(Task requirements)
A single number is needed: how many lines of the data hold the word "barrier".

--- Data under study Enclosed Below ---

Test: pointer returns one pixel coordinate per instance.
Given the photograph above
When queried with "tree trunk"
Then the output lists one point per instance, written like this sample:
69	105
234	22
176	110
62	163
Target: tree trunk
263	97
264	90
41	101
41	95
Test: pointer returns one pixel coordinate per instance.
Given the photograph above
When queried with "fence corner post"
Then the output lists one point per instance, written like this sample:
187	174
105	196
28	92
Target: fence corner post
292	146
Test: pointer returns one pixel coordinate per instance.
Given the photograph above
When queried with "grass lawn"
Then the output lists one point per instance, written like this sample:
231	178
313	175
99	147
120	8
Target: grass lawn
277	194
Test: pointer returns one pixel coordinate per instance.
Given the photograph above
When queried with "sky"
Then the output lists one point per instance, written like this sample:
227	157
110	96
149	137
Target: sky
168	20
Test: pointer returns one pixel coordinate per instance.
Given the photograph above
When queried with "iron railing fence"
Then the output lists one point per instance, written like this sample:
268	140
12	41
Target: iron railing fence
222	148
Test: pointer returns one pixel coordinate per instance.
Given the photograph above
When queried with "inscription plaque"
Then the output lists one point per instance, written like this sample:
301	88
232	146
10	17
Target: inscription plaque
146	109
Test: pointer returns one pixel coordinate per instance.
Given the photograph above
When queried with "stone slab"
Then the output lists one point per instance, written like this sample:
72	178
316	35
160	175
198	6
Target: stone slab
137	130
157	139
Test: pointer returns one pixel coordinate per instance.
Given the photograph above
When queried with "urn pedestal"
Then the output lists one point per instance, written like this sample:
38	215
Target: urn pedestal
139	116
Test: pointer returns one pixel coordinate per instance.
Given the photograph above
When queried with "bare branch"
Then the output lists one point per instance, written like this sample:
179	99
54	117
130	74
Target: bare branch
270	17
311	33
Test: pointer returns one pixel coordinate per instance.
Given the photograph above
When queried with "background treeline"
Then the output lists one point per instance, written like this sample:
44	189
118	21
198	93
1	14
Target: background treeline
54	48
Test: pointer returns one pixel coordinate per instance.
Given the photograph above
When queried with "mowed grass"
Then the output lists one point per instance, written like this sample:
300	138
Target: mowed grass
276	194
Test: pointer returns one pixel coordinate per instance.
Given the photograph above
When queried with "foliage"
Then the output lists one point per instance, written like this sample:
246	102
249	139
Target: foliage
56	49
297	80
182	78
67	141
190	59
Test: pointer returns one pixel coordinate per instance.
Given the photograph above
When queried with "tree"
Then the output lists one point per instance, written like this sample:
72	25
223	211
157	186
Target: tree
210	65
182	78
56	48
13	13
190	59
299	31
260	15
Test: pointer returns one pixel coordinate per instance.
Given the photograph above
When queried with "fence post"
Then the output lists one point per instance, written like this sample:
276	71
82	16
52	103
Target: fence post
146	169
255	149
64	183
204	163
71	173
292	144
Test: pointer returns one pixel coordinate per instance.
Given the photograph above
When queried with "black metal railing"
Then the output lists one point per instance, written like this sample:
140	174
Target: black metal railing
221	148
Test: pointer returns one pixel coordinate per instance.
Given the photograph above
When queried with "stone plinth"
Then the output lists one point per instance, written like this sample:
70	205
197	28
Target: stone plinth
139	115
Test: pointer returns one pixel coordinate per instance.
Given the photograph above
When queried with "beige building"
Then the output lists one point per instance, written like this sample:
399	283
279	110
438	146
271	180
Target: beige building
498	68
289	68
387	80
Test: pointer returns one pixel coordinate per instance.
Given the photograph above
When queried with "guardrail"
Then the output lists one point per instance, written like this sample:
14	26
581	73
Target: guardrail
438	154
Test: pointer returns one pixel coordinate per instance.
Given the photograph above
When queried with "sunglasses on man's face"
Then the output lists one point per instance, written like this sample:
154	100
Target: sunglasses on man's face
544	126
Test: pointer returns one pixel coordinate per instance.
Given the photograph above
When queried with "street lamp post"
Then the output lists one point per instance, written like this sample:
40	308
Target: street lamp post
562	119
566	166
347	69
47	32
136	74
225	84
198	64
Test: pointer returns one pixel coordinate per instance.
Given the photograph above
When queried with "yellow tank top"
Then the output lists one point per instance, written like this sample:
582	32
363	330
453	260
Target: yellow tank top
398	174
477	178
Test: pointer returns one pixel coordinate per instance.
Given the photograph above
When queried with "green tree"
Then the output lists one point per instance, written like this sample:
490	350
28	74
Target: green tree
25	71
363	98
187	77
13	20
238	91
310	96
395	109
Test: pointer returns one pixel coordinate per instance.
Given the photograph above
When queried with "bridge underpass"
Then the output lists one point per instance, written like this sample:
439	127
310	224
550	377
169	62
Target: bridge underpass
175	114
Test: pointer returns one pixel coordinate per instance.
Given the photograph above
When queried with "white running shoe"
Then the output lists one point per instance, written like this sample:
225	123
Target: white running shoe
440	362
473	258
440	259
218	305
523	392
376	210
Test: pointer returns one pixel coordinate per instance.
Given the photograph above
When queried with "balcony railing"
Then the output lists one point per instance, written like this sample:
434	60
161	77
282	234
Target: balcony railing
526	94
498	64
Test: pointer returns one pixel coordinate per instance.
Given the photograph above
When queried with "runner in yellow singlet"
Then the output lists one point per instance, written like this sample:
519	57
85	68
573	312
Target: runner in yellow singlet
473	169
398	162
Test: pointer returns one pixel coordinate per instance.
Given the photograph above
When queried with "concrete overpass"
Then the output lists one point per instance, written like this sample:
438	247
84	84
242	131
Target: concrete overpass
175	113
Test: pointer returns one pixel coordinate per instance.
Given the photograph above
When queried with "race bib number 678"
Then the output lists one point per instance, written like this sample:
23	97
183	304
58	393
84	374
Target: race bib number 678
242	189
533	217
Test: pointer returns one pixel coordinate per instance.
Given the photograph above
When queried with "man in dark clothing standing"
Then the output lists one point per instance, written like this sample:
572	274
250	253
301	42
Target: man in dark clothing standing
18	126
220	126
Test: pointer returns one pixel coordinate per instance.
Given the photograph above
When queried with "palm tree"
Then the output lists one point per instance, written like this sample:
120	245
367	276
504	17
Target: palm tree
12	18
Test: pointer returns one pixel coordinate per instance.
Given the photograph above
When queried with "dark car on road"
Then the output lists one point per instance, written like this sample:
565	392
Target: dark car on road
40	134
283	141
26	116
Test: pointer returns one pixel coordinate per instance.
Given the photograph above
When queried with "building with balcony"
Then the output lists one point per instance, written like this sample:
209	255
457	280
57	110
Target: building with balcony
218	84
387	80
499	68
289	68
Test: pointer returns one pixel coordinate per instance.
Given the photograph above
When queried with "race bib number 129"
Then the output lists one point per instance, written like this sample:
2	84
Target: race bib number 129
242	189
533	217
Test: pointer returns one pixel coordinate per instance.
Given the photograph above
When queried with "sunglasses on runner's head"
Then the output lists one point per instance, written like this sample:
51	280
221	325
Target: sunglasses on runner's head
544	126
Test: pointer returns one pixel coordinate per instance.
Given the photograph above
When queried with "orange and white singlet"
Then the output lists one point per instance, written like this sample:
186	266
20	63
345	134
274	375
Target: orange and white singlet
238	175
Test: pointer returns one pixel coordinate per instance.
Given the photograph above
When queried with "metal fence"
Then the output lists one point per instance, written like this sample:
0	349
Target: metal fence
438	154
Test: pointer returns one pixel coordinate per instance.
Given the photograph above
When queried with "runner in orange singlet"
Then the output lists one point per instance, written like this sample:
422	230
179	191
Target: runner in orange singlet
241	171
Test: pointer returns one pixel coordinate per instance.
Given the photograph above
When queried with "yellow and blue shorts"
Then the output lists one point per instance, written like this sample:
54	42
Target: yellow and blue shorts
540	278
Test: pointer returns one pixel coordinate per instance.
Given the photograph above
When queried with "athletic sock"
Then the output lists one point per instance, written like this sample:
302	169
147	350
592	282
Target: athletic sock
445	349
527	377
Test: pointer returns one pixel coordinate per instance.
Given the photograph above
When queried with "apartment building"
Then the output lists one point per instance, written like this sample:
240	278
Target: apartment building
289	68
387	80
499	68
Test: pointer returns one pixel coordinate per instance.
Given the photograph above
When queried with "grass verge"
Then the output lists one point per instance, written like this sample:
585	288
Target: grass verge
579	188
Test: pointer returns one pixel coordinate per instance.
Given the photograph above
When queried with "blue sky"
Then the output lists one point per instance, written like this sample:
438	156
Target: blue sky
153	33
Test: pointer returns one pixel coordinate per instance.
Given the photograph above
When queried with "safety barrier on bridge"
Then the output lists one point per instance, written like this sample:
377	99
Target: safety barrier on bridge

--- End of Enclosed Data under study ---

(Answer section)
2